**Text section**.
—————

I was doing the same thing at Netflix around the same time as a 20% research project. Training GANs end2end directly in JPEG coeffs space (and then rebuild a JPEG from the generated coeffs using libjpeg to get an image). The pitch was that it not only worked, but you could get fast training by representing each JPEG block as a dense + sparse vector (dense for the low DCT coeffs, sparse for the high ones since they're ~all zeros) and using a neural network library with fast ops on sparse data.
Training on pixels is inefficient. Why have your first layers of CNNs relearn what's already smartly encoded in the JPEG bits in the first place before it's blown into a bloated height x width x 3 float matrix?
As an AI armchair quarterback, I've always held the opinion that the image ML space has a counter-productive bias towards not pre-processing images stemming from a mixture of test purity and academic hubris. "Look what this method can learn from raw data completely independently!" makes for a nice paper. So, they stick with sRGB inputs rather than doing basic classic transforms like converting to YUV420. Everyone learns from the papers, so that's assumed to be the standard practice.
In my experience, staying close to the storage format is very useful because it allows the neural network to correctly deal with clipped/saturated values. If your file is saved in sRGB and you train in sRGB, then when something turns to 0 or 255, the AI can handle it as a special case because most likely it was too bright or too dark for your sensor to capture accurately. If you first transform to a different color space, that clear clip boundary gets lost.
Also, I would prefer sRGB oder RGB because it more closely matches the human vision system. That said, the RGB to YUV transformation is effectively a matrix multiplication, so if you use conv features like everyone then you can merge it into your weights for free.
Typical CNNs can learn a linear transformation of the input at no cost. Since YUV is such a linear transformation of RGB, there is no benefit in converting to it beforehand.

—————

**Directions for this task**. Copy out, word for word, the part of the thread above starting with "Training on pixels" and going on through "3 float matrix?".

—————

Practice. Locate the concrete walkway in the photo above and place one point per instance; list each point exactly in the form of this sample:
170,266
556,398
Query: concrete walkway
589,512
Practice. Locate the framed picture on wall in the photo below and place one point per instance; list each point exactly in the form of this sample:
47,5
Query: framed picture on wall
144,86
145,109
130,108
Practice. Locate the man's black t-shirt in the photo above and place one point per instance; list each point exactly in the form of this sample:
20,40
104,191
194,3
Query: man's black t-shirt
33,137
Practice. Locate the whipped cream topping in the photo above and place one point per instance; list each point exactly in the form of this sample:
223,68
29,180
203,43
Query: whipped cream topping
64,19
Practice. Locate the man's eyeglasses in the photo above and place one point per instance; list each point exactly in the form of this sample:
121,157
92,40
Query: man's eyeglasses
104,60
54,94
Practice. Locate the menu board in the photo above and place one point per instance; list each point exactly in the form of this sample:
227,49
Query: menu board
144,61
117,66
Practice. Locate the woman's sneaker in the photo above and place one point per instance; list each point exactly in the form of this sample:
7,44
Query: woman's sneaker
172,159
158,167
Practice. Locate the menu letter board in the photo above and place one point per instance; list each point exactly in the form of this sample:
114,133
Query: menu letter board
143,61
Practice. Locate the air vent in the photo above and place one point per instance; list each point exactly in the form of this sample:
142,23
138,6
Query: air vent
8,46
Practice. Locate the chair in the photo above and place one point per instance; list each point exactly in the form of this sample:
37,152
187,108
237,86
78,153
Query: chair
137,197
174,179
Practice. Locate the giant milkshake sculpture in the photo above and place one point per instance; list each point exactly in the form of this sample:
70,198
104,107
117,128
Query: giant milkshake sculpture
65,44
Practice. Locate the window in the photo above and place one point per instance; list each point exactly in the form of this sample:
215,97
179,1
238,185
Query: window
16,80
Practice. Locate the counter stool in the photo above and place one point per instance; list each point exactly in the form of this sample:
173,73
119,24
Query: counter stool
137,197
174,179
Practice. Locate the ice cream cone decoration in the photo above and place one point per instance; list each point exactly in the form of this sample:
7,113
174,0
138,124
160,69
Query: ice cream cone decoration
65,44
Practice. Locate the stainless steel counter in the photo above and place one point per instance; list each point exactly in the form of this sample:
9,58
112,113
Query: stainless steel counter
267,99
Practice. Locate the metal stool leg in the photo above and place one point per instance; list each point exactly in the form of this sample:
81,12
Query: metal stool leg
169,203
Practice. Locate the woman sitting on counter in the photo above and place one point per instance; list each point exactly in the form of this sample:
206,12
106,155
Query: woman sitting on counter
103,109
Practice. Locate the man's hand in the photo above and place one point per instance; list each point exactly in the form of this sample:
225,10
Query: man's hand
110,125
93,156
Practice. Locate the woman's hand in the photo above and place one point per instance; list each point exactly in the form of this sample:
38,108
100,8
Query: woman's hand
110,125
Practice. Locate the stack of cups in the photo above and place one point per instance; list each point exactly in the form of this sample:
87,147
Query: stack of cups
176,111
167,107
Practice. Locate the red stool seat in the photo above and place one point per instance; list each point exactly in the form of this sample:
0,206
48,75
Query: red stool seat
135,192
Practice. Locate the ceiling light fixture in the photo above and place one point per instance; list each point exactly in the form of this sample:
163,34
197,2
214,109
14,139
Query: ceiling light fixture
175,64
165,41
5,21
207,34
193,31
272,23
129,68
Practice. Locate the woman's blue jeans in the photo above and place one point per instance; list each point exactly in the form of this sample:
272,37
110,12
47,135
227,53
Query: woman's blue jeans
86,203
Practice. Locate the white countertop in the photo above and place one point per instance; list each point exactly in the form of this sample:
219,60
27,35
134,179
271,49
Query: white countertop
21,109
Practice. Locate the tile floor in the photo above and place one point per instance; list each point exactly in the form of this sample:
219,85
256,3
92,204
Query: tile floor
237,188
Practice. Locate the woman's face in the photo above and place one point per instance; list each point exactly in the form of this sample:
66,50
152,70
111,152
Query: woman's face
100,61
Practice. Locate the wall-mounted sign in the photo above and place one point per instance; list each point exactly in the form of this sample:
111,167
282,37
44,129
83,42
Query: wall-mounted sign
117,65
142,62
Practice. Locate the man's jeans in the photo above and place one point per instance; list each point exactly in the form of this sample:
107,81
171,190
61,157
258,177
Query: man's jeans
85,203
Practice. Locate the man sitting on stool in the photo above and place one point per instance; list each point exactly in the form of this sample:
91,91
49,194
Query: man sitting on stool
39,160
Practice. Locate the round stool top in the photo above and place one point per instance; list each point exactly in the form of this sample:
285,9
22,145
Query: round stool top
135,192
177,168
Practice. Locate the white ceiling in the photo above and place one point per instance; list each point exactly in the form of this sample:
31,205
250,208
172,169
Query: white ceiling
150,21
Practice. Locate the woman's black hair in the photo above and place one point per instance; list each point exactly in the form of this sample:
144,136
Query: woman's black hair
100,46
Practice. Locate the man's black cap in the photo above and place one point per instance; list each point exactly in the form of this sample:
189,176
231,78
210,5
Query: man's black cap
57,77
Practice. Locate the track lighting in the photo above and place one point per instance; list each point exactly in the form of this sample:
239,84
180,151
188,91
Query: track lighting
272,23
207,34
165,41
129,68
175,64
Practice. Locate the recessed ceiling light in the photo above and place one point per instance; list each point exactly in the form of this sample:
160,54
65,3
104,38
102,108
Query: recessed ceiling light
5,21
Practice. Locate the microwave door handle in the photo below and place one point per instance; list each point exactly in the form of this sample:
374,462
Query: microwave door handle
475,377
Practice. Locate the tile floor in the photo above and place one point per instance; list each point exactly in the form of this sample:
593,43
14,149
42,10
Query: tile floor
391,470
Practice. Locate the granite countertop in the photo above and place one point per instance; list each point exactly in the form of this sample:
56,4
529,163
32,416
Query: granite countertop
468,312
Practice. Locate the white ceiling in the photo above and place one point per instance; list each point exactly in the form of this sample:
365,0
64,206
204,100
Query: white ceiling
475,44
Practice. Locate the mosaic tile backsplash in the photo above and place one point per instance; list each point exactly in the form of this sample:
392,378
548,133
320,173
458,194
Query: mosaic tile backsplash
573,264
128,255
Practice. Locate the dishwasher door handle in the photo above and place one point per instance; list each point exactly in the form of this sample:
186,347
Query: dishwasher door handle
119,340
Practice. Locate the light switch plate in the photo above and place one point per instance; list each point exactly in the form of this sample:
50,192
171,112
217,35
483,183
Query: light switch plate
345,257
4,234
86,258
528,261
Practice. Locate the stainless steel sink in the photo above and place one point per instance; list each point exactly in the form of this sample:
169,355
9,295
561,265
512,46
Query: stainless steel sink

—————

**Final answer**.
Training on pixels is inefficient. Why have your first layers of CNNs relearn what's already smartly encoded in the JPEG bits in the first place before it's blown into a bloated height x width x 3 float matrix?